I know, in the scheme of things, when you look at it from a pure monetary standpoint, it isn't a big deal.

But as a matter of principle, it just isn't good:

The CEOs of the big three automakers flew to the nation's capital yesterday in private luxurious jets to make their case to Washington that the auto industry is running out of cash and needs $25 billion in taxpayer money to avoid bankruptcy.

The CEOs of GM, Ford and Chrysler may have told Congress that they will likely go out of business without a bailout yet that has not stopped them from traveling in style, not even First Class is good enough.

All three CEOs – Rick Wagoner of GM, Alan Mulally of Ford, and Robert Nardelli of Chrysler – exercised their perks Tuesday by flying in corporate jets to DC. Wagoner flew in GM's $36 million luxury aircraft to tell members of Congress that the company is burning through cash, asking for $10-12 billion for GM alone.


Wagoner's private jet trip to Washington cost his ailing company an estimated $20,000 roundtrip. In comparison, seats on Northwest Airlines flight 2364 from Detroit to Washington were going online for $288 coach and $837 first class.

#### WRITTEN TASK:
Please rewrite the passage on the automakers' jet trips, starting with "I know, in the" and going on through "is good enough.", with "chief executives" in place of "CEOs". The data after this point comes from a separate source.

#### DATA SEGMENT:

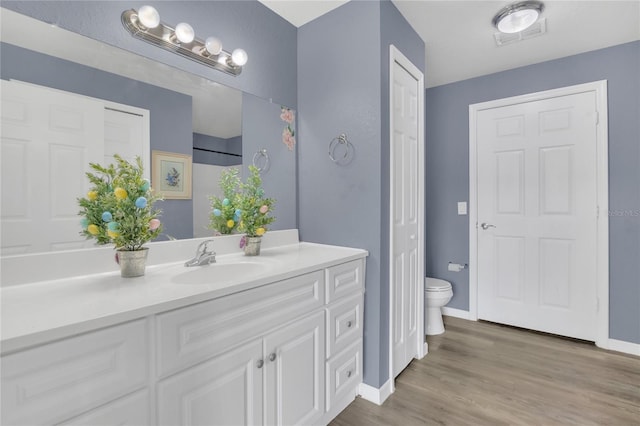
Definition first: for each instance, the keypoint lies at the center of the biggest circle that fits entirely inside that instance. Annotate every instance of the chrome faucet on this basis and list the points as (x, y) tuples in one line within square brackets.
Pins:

#### PROBLEM SOLUTION:
I know, in the scheme of things, when you look at it from a pure monetary standpoint, it isn't a big deal.

But as a matter of principle, it just isn't good:

The chief executives of the big three automakers flew to the nation's capital yesterday in private luxurious jets to make their case to Washington that the auto industry is running out of cash and needs $25 billion in taxpayer money to avoid bankruptcy.

The chief executives of GM, Ford and Chrysler may have told Congress that they will likely go out of business without a bailout yet that has not stopped them from traveling in style, not even First Class is good enough.